__EXERCISE OBJECTIVE__:
Please repeat the listing from the line containing "Target: standing deer statue" through its last line, swapping "drop a dot" for "place a point" and leaving all else as it stands.

— start SUPPLIED ENTRIES —

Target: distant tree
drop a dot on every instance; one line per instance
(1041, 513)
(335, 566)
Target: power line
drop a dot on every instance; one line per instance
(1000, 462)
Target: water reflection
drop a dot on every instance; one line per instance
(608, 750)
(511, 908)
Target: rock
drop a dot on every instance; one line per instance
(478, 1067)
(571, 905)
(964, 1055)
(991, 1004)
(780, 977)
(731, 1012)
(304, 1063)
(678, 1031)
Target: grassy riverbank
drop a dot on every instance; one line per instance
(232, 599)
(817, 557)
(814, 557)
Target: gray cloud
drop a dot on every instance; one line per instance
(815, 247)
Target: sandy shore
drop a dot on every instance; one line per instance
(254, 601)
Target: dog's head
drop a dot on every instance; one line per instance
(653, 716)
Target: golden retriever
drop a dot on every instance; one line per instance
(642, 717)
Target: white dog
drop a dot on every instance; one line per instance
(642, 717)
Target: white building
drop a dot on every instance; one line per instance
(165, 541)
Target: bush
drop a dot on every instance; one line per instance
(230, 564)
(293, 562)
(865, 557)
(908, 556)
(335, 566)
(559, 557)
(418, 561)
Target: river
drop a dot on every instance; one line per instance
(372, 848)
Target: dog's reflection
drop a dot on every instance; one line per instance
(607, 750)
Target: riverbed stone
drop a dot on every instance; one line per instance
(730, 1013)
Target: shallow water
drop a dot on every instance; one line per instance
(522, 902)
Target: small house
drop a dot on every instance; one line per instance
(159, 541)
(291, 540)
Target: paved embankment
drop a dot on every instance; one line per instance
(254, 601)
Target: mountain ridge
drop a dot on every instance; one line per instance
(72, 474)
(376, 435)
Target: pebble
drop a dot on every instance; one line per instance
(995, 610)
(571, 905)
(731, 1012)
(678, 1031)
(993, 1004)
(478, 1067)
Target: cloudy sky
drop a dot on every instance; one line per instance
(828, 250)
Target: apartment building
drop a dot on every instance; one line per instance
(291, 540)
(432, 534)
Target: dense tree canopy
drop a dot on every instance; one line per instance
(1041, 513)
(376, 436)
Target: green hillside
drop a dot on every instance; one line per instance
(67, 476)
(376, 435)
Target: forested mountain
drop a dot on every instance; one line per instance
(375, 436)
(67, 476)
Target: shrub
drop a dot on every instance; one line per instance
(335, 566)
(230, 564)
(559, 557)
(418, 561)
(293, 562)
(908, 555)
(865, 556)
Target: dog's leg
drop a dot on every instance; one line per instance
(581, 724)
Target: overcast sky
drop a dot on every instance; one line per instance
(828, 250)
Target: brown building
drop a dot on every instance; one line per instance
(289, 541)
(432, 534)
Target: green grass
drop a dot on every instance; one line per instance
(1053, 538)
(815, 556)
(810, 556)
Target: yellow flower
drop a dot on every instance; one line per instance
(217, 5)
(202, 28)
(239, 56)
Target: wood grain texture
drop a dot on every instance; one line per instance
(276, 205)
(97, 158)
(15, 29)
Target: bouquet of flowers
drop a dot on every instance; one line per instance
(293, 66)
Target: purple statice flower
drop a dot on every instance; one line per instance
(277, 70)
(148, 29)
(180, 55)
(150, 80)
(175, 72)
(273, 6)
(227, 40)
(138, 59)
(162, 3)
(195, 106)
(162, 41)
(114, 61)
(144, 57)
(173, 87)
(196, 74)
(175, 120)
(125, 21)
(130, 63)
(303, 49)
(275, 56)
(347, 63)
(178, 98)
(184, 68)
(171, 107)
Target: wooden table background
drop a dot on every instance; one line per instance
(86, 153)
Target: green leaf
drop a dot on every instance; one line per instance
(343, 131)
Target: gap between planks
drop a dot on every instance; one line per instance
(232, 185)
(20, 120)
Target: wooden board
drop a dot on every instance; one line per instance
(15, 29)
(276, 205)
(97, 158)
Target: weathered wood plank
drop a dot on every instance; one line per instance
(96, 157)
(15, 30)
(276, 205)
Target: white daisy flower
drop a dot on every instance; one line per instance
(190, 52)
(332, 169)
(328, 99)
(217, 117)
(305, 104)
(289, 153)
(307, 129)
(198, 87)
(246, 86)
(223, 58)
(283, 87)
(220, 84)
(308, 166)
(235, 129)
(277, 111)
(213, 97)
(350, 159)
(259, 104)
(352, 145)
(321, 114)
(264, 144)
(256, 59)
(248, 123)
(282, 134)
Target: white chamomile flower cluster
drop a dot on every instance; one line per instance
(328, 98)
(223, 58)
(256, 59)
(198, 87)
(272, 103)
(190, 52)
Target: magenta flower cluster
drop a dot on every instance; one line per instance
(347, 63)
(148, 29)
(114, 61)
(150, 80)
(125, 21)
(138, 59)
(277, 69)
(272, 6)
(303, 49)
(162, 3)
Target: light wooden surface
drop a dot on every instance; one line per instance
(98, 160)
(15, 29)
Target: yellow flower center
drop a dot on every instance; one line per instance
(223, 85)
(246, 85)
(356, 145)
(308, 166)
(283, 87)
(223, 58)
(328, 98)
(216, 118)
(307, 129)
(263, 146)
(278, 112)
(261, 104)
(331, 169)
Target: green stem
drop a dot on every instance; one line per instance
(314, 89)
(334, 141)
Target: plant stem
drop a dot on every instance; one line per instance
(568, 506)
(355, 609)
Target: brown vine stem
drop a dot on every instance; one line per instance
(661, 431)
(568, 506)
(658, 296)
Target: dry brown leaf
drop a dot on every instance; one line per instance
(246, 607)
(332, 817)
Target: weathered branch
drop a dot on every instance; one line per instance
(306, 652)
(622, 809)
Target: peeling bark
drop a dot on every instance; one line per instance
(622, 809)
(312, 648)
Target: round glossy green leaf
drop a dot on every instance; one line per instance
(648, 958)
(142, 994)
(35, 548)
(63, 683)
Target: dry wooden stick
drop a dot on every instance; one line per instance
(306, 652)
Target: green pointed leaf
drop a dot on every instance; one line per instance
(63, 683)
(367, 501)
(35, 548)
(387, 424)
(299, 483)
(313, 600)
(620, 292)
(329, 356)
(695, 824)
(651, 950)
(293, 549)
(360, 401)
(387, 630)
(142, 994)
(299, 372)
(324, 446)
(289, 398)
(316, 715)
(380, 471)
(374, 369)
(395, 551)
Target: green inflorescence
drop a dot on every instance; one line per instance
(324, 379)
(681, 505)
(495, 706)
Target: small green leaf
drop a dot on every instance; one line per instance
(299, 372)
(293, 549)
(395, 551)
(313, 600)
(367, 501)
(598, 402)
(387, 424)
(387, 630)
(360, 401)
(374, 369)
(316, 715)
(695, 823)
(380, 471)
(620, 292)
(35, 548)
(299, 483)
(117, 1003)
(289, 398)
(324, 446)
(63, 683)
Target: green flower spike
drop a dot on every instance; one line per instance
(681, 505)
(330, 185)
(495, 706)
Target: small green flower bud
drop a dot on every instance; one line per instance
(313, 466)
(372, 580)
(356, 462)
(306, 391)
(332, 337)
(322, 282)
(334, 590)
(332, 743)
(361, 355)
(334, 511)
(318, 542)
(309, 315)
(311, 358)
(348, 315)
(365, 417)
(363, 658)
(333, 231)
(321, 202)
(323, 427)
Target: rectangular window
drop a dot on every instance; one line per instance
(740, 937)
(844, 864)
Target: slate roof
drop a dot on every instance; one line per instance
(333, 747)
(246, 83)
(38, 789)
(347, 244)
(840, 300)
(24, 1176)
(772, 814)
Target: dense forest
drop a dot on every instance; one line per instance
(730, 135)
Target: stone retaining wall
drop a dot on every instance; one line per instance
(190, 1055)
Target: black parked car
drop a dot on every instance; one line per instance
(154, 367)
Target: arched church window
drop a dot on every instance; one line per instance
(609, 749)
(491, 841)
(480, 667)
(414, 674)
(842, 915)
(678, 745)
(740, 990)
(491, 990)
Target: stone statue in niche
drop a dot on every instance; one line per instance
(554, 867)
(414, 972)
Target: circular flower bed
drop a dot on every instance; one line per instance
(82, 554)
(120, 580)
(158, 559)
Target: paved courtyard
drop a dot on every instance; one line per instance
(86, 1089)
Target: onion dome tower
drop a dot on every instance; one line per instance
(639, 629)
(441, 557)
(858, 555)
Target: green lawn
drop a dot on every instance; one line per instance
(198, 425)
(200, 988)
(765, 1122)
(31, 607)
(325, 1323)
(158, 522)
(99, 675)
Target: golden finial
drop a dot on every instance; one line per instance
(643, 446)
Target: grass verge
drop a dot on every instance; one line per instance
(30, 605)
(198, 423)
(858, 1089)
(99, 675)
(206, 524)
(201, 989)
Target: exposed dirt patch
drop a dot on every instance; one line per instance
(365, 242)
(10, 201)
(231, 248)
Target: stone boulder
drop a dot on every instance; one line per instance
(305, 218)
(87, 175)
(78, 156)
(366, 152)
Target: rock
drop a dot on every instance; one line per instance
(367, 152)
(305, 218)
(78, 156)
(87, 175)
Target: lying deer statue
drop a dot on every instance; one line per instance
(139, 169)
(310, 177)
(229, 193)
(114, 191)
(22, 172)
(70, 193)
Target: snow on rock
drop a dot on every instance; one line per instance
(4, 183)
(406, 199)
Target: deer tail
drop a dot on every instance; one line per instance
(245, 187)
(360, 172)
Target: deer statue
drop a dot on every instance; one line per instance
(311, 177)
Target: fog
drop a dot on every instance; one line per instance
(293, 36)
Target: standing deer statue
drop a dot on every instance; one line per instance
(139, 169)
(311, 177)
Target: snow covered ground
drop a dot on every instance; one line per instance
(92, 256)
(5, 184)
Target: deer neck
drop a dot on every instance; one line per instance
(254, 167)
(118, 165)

— end SUPPLIED ENTRIES —

__WRITTEN RESPONSE__:
Target: standing deer statue
place a point on every instance; one line per instance
(139, 169)
(311, 177)
Target: snow covered ground
place a point on every instance; one line per instance
(92, 256)
(5, 184)
Target: deer neck
place a point on every instance; one line per instance
(254, 167)
(118, 165)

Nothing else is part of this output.